▶ _Texte de l'exercice_:
==================================================

La jurisprudence francophone des Cours suprêmes


recherche avancée

02/04/2024 | FRANCE | N°22TL21962

France | France, Cour administrative d'appel de TOULOUSE, 3ème chambre, 02 avril 2024, 22TL21962


Vu la procédure suivante :



Procédure contentieuse antérieure :



Mme B... a demandé au tribunal administratif de Toulouse l'annulation de la décision du 16 avril 2019 de l'inspecteur du travail de l'unité départementale de la Haute-Garonne qui a fait droit à la demande présentée par la société Belvia Garanties d'autorisation de son licenciement pour inaptitude physique.



Par un jugement n° 1903222 du 13 juillet 2022, le tribunal administratif de Toulouse a rejeté sa demande.



Procédure devant la cou

r :



Par une requête, enregistrée le 12 septembre 2022, et des mémoires enregistrés les 28 février et ...

Vu la procédure suivante :

Procédure contentieuse antérieure :

Mme B... a demandé au tribunal administratif de Toulouse l'annulation de la décision du 16 avril 2019 de l'inspecteur du travail de l'unité départementale de la Haute-Garonne qui a fait droit à la demande présentée par la société Belvia Garanties d'autorisation de son licenciement pour inaptitude physique.

Par un jugement n° 1903222 du 13 juillet 2022, le tribunal administratif de Toulouse a rejeté sa demande.

Procédure devant la cour :

Par une requête, enregistrée le 12 septembre 2022, et des mémoires enregistrés les 28 février et 1er mars 2023, Mme B..., représentée par Me Clair, demande à la cour :

1°) d'annuler ce jugement du 13 juillet 2022 du tribunal administratif de Toulouse ;

2°) d'annuler la décision du 16 avril 2019 par laquelle l'inspecteur du travail a accordé à la société Belvia Garantie l'autorisation de la licencier pour inaptitude physique ;

3°) de mettre à la charge de l'État la somme de 2 000 euros au titre de l'article L. 761-1 du code de justice administrative.

==================================================

▶ _Activité 1_:
D'après le texte de l'exercice, à quelle date le tribunal administratif de Toulouse a-t-il rejeté la demande de Mme B... ?
▶ _Activité 2_:
Reformulez plus brièvement le paragraphe du texte de l'exercice qui commence par « Mme B... a demandé au tribunal administratif », en conservant ses faits principaux.
▶ _Activité 3_:
Citez sans rien changer le passage du texte de l'exercice, depuis « Procédure devant la cour » jusqu'à « de justice administrative. ».

▶ _Données_:
==================================================

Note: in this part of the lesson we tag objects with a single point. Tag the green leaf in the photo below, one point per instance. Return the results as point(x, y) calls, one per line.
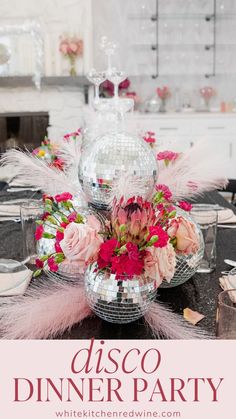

==================================================

▶ _Corrigé 1_:
Le 13 juillet 2022, par le jugement n° 1903222.

▶ _Corrigé 2_:
Mme B... a demandé au tribunal administratif de Toulouse d'annuler la décision du 16 avril 2019. Par cette décision, l'inspecteur du travail de la Haute-Garonne autorisait la société Belvia Garanties à la licencier pour inaptitude physique.

▶ _Corrigé 3_:
Procédure devant la cour :

Par une requête, enregistrée le 12 septembre 2022, et des mémoires enregistrés les 28 février et 1er mars 2023, Mme B..., représentée par Me Clair, demande à la cour :

1°) d'annuler ce jugement du 13 juillet 2022 du tribunal administratif de Toulouse ;

2°) d'annuler la décision du 16 avril 2019 par laquelle l'inspecteur du travail a accordé à la société Belvia Garantie l'autorisation de la licencier pour inaptitude physique ;

3°) de mettre à la charge de l'État la somme de 2 000 euros au titre de l'article L. 761-1 du code de justice administrative.